**WHAT IS EXPECTED:** Pick out every line in the listing below that contains the word "tree", and copy each of those lines in full.
# start of TASK INPUTS
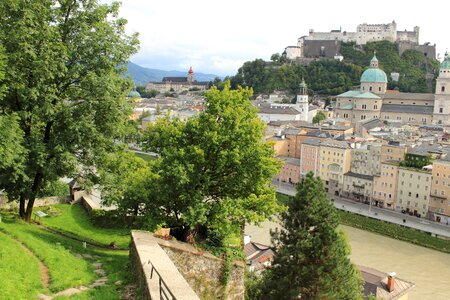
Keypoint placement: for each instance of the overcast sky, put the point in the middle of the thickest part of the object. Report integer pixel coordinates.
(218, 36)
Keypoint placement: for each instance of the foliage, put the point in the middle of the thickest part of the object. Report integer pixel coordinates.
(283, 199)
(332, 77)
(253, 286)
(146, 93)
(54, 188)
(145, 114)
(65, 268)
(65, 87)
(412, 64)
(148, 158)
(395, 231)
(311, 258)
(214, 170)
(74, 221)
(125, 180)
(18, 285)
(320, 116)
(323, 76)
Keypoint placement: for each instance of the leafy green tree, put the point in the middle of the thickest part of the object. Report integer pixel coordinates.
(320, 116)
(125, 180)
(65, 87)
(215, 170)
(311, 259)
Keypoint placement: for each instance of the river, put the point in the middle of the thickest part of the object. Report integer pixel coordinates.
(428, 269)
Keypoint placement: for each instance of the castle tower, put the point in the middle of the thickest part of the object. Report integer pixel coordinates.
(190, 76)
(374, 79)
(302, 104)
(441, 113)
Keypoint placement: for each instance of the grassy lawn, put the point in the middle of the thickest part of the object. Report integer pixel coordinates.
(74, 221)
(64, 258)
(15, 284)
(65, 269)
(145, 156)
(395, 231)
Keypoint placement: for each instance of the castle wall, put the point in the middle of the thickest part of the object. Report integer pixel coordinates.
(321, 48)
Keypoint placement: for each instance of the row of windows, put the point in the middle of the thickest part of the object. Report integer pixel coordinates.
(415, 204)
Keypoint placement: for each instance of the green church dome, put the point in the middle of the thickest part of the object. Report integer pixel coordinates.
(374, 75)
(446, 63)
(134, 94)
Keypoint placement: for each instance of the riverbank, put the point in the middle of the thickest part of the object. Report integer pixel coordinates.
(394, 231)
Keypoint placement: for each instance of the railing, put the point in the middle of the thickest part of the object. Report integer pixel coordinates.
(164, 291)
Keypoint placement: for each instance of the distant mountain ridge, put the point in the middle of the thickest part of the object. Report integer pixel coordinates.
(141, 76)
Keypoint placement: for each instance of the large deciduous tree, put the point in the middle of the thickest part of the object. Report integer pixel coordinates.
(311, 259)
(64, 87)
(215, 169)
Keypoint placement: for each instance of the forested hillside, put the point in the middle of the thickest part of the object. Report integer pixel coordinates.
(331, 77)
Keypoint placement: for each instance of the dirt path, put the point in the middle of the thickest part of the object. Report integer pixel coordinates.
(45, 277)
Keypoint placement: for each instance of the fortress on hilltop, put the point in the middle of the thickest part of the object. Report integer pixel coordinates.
# end of TASK INPUTS
# start of TASK INPUTS
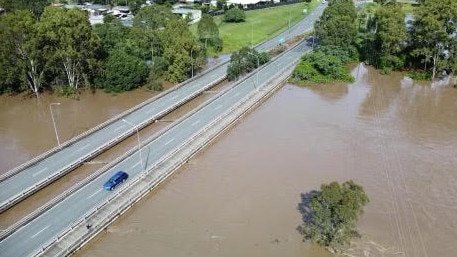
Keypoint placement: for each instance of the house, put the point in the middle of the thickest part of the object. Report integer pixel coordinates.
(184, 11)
# end of TASK INPUTS
**FINAL RESULT:**
Keypoint placement: for each instance of the leafy green tree, put the point in the middle of the thickest part of the object. Report integer pixel coordinates.
Keypoint placement: for each instance of the large deciduous tree, put the point in the middle of the thickest part of the object. Report integer pixel coordinates.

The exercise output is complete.